## Task goal
Word for word, repeat the data that follows. Do not include the pictures.
___ Data ___
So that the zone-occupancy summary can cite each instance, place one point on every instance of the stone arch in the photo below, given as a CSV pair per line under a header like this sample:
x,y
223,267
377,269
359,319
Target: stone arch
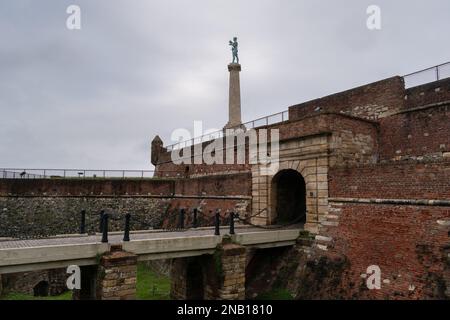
x,y
194,281
288,196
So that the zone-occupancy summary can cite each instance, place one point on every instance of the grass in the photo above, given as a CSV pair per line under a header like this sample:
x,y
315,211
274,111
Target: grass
x,y
150,286
275,294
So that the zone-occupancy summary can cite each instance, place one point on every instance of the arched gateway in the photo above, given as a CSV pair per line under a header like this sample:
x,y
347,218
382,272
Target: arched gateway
x,y
288,197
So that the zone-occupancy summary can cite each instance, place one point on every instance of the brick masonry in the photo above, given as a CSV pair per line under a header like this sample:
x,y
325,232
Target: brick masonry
x,y
221,276
117,275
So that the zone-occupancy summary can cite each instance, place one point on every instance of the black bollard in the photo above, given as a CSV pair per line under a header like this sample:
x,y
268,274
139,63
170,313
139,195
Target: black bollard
x,y
83,222
231,222
181,222
105,228
102,213
194,221
217,223
126,235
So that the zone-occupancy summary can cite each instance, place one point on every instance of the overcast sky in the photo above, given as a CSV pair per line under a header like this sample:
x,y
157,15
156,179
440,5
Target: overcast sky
x,y
96,97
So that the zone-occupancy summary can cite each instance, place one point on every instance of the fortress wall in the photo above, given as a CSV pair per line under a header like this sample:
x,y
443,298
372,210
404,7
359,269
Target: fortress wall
x,y
434,92
416,134
409,244
42,207
398,180
372,101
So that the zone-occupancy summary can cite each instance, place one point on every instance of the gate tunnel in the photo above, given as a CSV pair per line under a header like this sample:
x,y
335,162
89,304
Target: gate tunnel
x,y
288,197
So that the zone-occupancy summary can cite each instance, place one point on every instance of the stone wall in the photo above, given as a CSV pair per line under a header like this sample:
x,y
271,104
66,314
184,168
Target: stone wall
x,y
43,207
25,282
45,216
117,275
429,93
408,243
395,180
372,101
416,134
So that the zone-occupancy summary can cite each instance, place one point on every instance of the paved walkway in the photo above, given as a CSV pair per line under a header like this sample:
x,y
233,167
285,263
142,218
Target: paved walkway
x,y
116,238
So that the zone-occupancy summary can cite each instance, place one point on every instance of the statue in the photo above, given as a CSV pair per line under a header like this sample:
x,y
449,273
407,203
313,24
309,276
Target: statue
x,y
234,49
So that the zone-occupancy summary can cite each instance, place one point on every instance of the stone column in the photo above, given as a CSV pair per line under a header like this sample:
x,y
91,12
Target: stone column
x,y
117,275
232,284
234,102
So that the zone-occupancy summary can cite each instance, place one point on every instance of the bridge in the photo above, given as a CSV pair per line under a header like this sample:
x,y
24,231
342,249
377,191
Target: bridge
x,y
108,269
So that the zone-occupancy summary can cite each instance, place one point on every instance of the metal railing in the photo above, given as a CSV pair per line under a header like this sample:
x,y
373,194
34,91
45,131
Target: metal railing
x,y
427,75
264,121
21,173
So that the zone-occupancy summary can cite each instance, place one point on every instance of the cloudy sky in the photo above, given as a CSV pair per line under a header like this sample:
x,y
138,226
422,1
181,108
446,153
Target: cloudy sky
x,y
95,97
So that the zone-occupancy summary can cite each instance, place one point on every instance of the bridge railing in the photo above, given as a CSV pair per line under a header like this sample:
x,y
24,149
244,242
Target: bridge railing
x,y
427,75
21,173
264,121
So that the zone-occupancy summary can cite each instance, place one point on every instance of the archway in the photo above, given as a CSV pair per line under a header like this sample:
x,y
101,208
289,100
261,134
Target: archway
x,y
288,197
194,281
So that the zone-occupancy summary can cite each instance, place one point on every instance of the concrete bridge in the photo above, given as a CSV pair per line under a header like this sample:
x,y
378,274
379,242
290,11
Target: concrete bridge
x,y
204,265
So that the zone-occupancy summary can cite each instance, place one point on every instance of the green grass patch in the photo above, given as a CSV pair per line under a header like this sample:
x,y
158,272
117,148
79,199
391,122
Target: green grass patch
x,y
275,294
150,285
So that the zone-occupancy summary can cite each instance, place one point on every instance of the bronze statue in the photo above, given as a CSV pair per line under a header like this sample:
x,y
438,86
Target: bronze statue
x,y
234,49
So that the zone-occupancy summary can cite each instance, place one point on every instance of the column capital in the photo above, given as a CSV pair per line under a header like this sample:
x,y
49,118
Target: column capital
x,y
234,67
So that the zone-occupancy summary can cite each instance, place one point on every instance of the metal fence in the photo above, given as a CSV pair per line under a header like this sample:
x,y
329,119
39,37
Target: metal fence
x,y
265,121
427,75
20,173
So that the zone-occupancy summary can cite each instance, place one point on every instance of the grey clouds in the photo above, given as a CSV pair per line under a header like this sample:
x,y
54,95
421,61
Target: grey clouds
x,y
95,98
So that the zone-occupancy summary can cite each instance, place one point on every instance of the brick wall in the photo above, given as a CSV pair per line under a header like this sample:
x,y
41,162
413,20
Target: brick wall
x,y
85,187
372,101
416,134
392,181
429,93
408,243
42,207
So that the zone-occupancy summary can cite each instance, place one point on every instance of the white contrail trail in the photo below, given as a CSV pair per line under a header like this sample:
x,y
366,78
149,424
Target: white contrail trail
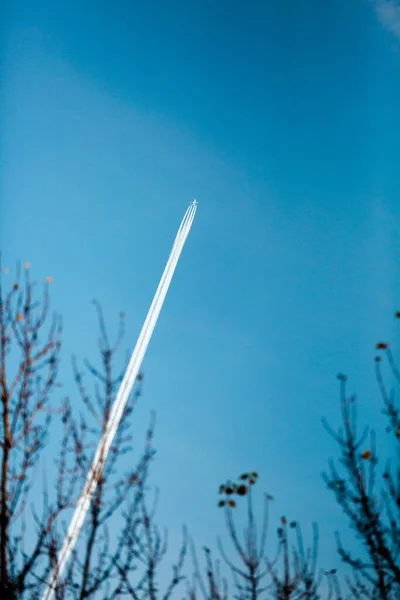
x,y
119,404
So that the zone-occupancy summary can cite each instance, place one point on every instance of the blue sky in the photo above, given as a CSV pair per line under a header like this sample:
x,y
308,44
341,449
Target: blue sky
x,y
283,122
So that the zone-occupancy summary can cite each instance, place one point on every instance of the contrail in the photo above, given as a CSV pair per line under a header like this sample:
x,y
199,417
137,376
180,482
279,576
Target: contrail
x,y
119,404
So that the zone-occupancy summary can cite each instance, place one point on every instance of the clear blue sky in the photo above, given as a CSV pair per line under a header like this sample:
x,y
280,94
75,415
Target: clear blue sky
x,y
283,121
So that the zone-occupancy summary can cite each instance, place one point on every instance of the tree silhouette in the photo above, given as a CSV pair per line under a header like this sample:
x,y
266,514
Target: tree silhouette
x,y
368,496
101,565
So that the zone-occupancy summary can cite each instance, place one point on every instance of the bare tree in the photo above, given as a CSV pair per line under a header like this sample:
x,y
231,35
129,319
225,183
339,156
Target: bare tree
x,y
296,578
102,565
369,497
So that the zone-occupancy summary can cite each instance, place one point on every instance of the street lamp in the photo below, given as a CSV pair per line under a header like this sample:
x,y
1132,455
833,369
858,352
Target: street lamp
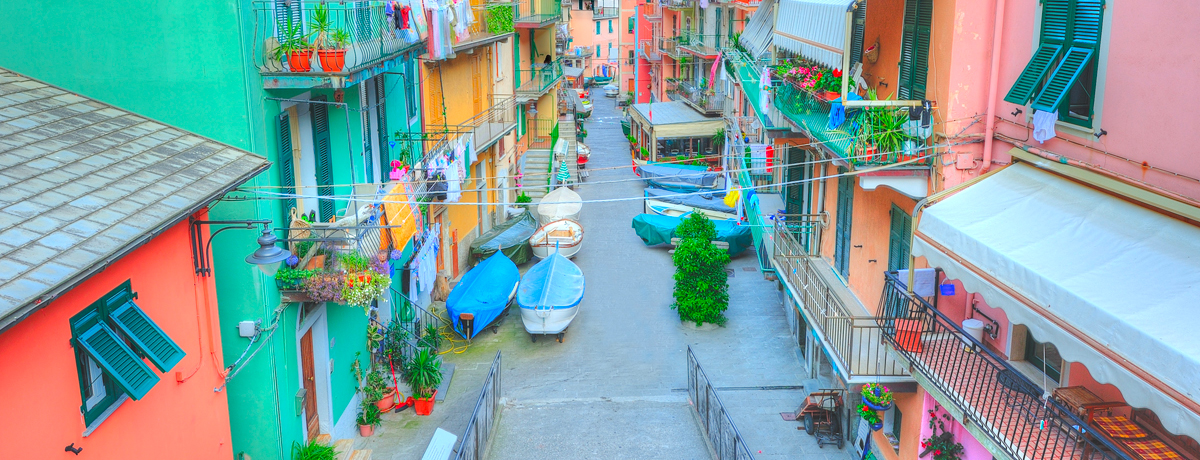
x,y
268,256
___
## Exercise answer
So that the zone-occupancy summary can cite each instance, place one point on every instance of the stone arch in the photo below, given as a CSV pair per line under a header like this sample:
x,y
223,267
377,269
359,319
Target: stone arch
x,y
194,281
288,196
So that the zone-occupancy summary can cite each instance, place one point on every instance of the grass in the photo above, given as a CSV pair per line under a header like this sample:
x,y
315,211
274,111
Target: grass
x,y
150,286
275,294
So that the zone-occupancy summary can cite each instance, place one point on every instance of the arched gateway in the photo above, given as a CSV pair per line under a header like this sample:
x,y
347,218
382,272
Target: arched gateway
x,y
288,197
So that the zone-occupancy summary can cite each instance, place one point on every instance of the brick masonry in the photo above, given as a CSV pair per line under a header like this sample:
x,y
325,232
Target: brick masonry
x,y
221,276
117,275
So that the zone-occupancy summary can cite each instance, place one point on every instance of the black bollard in the photo above, given as a CSV pair per line under a header like this sample:
x,y
268,274
139,63
170,313
139,195
Target: black bollard
x,y
83,222
231,222
181,222
105,228
102,213
194,221
217,223
126,235
So that the zone-occupancy summary can cite each instance, place one point on every instance of the overcast sky in the photo above, given as a CSV pair per line under a header like this sample:
x,y
157,15
156,179
440,5
Target: overcast sky
x,y
96,97
So that the zone-occupancy summary can cite each instance, place one point on every instance of the fortress wall in the photo above, given as a CSV pair per line under a header like this sample:
x,y
443,298
372,210
404,7
359,269
Target: fortress wall
x,y
434,92
416,134
409,244
42,207
398,180
372,101
So that the zone-occupancy summary can cite each instance, place one point on every instance of the gate tunnel in the photo above, given as a CSV pair per line under a header like this sample:
x,y
335,162
89,304
Target: gate tunnel
x,y
288,197
So that the zone-occupancy summary can cite each instance, place one point on every instance of the stone wall in the photo above, given as a CSV pair per line under a header like this sample:
x,y
271,104
66,314
184,168
Target: stone wall
x,y
43,207
25,282
45,216
117,275
429,93
408,243
395,180
372,101
416,134
So that the zone-occupancy summary can cite each instance, place one point on every instance of the paved walkway in the photo above, given as a CSV pair per line under a header like this sample:
x,y
233,167
285,263
142,218
Target: paved walkway
x,y
116,238
So that the zone-occupancy summary can cite each instance, place one point on every instance of the statue in the photo above, given as a CSV pair per line under a header like this sample:
x,y
449,273
407,203
313,24
309,276
Target: statue
x,y
234,49
So that the zone-occupancy summary can cite each instance, place one point on every instance of the stone column in the photo above, given as a CSV pair per line under a header like this sample:
x,y
91,12
Target: stone column
x,y
117,275
232,284
234,102
So that the zone-occupancy summary can cite each instance, place one point on every instance of the bridge in the photo above, given as a CSV pair per line under a header like this sample:
x,y
24,231
342,249
377,191
Target: bridge
x,y
108,269
So that the zone-occupancy summary can cite each instance, place one point on every instance of the metal railing in the photo above, given as a CSV pair per line under a header like this sample:
x,y
373,194
34,91
45,131
Target: metal railing
x,y
427,75
264,121
21,173
So that the zone-occupancy summary can cite each instance, place one point on every instance of the cloudy sky in the photo above, given as a CSV pair per line under a header like this sample:
x,y
138,226
422,1
181,108
446,153
Target: cloudy sky
x,y
95,97
So that the zone-occupancy summary can cite each instance, place one point on every instance of the bridge railing in the photo above, given as a CSV pair per line under a header like this sample:
x,y
24,149
244,242
Target: bridge railing
x,y
427,75
21,173
264,121
So that the zone-occupancy summary can cite each instance, place one point on every instance of the archway in the photo above, given as a CSV pair per line under a header like this sample:
x,y
101,208
289,100
261,134
Target: archway
x,y
288,197
194,281
So that the zone-occupancy summary can cite each instance, place one point on every instance of the concrete bridge in the photo above, given as a CSV pair per line under a header like this sample:
x,y
378,274
379,242
290,11
Target: concrete bridge
x,y
204,265
So that the zone-occupancy summary can cite each instance, place one point on every instance of the green grass patch in the photo above, given as a CSV pair per line under a header like this sample:
x,y
158,272
117,148
79,199
391,122
Target: green grass patch
x,y
275,294
150,285
So that the zone-occupancy summary can cite each instance, place one point on every instance of the bronze statue in the photo above, given as a CSV pair per line under a header like this sample:
x,y
438,86
Target: bronze statue
x,y
234,49
So that the zone-occupancy summary can cite each instance, place one point on every instance of the column capital in the photo above, given as a CSV pair per line under a header like this sample:
x,y
49,118
Target: column capital
x,y
234,67
So that the zone-occupancy summary can cite each instance, place one point on every instance of the metal fence in the photo above, given as a CSV pair per line under a header like this sample:
x,y
329,119
39,37
Target: metal fence
x,y
265,121
427,75
20,173
So that the zone-occupancy summary can cite each instance, place one point on every instance of the grey clouds in the photo above, given as a CSV pair per line under a header like this sample:
x,y
54,95
421,61
Target: grey clouds
x,y
95,98
So that the zone-occupancy summary can cite each instance, place one point on every instance of the brick wall in the photo above, given as a CSV pair per line under a header like this sample:
x,y
41,162
413,20
Target: brick wall
x,y
85,187
372,101
416,134
392,181
429,93
408,243
42,207
So that the zone-occupancy summary can cite each instance, place one point on every instance of the white contrail trail in the photo below, given as a CSV pair per line under a header like this sample:
x,y
366,78
149,424
Target: white contrail trail
x,y
119,404
So that the zone-occupancy summary can cite each instance, place one point on every instance of the blue sky in the photo above, given as a CSV pair per line under a header like this sample:
x,y
308,44
341,449
Target: blue sky
x,y
283,122
So that the zone-occupancy summary can cite each instance, place one point on every instance of the contrail in the photo above, given as a CSV pair per line under a header like this sample:
x,y
199,417
137,376
180,482
279,576
Target: contrail
x,y
119,404
So that the zone-occupancy summary can cite each instance, place one point on every instance of the clear blue sky in the photo above, given as a CSV pair per line under a header like this sample:
x,y
280,94
75,415
Target: clear blue sky
x,y
283,121
So that the zone-occupancy summary can cite each instance, place one point on every instance of the tree silhouette in the photo above, given as a CSV pair per line under a header like this sample:
x,y
266,514
Target: tree silhouette
x,y
368,496
101,565
So that the zone-occupancy summary can cite each instance, place one point on every instance of the bare tree in the photo above, given as a CSV pair per line under a header like this sample:
x,y
231,35
129,319
225,183
339,156
Target: bare tree
x,y
296,578
102,565
369,497
So that the zone-occupancy summary can cite each instance, place one point on every instance of the street lamp in the photo below, given as a CSV pair per line under a header like this sample:
x,y
1132,455
833,369
858,352
Target: street lamp
x,y
268,256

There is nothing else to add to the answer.